Effects: AI decrease estradiol serum levels in postmenopausal women from around 30 pmol/l to < 3 pmol/l. Intracellular estrogen-concentrations are reduced, too. Under adjuvant therapy (early breast cancer), this estrogen withdrawal prolongs the time to recurrence, and results in higher rates of disease free survival (absolute reduction of 2.7% after 5 years compared with tamoxifene) while the 100-months-analysis of the ATAC-trial did not find an effect on overall survival (ATAC trialists group). In the metastasized situation, a Cochrane-Review-metaanalysis of 31 trials on AI in a total of 11.403 postmenopausal patients with advanced disease showed statistically significant improved survival under AI of 10% in comparison with the other endocrine therapeutic options tamoxifene (TAM), megestrolacetat (MA) and medroxyprogesterone acetate (MPA) (HR 0.90; 95-%-CI: 0.84–0.97).
Side effects: The most common side effects are hot flushes, joint and bone pain, reduction of bone density, diarrhea and rashes. In women with increased risk for osteoporosis the fracture rate is higher under AI than with the SERM tamoxifene, so that before initiating therapy, a bone density measurement is recommended.
Modes of treatment in breast cancer: Adjuvant therapies with AI include monotherapy over 5 years (in postmenopausal women), combination with GnRHanalogue (in women who are not postmenopausal) and also the switch-concept (2 years of tamoxifene, followed by aromatase inhibitor for 3–5 years or vice versa. High risk situations may warrant „extended use“ with continuation of the therapy after 5 years (up to 10 years). In the metastasized situation, AI are applied in first- as well as in second-line therapy, if there is not a rapid disease progression in vital organs (lung, liver), or as maintenance therapy after chemotherapy. As in the adjuvant setting, in premenopausal women AI must be combined with GnRH analogues. For postmenopausal women with Her2 neu-positive carcinomas, a combination therapy of aromatase inhibitors with trastuzumab or lapatinib has recently been approved. For Her2 neu-negative, hormone receptor positive disease, a combination of exemestane with the m-TOR inhibitor everolimus can be applied after failureof aromatase monotherapy with non-steroidal AI.

Referring expression grounding data
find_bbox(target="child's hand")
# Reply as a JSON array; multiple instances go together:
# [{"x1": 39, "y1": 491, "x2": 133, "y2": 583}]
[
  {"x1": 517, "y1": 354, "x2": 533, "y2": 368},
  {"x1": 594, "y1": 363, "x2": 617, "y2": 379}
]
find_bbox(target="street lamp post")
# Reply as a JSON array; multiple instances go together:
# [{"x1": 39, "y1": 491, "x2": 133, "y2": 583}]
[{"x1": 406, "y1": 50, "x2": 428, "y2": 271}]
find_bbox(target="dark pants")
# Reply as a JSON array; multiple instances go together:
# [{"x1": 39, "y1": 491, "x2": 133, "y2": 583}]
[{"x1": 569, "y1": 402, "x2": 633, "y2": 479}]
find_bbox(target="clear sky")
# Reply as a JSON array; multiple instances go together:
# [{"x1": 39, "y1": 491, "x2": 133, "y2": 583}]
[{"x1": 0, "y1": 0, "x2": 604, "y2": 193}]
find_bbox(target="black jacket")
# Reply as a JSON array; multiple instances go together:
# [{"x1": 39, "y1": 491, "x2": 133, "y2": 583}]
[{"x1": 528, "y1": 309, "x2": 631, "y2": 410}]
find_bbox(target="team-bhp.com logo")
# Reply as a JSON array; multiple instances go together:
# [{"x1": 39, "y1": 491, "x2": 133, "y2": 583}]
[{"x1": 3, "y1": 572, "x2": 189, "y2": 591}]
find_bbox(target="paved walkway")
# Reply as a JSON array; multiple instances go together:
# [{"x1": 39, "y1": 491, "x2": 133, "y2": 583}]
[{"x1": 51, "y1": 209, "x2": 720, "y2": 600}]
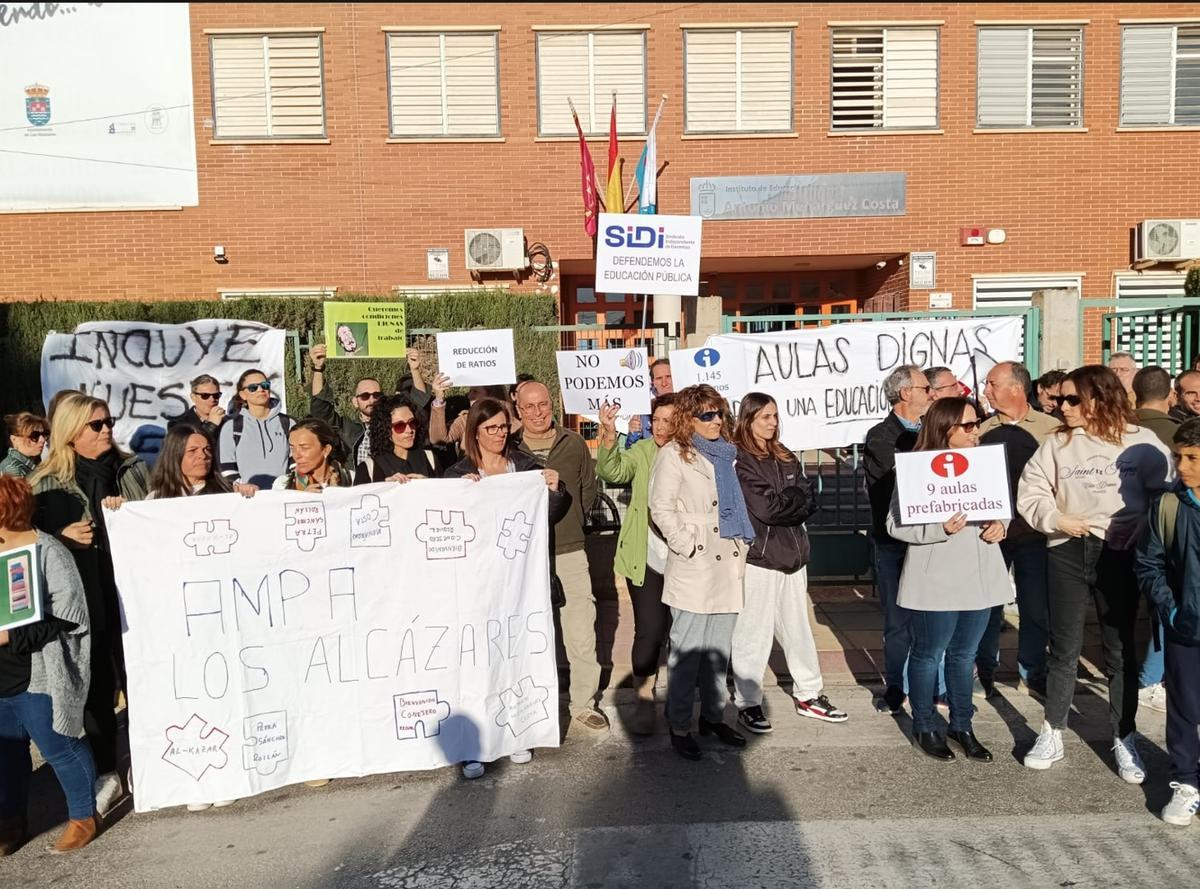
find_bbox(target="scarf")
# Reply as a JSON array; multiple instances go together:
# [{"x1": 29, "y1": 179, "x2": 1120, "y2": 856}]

• [Exercise prompt]:
Using the aromatase inhibitor passage, answer each question:
(a) In postmenopausal women, aromatase inhibitors lower estradiol serum levels from what level to what level?
(b) What is recommended before initiating therapy?
(c) In high-risk situations, "extended use" can continue therapy for up to how many years?
Work only from the aromatase inhibitor passage.

• [Answer for this exercise]:
(a) From around 30 pmol/l to < 3 pmol/l.
(b) A bone density measurement.
(c) Up to 10 years.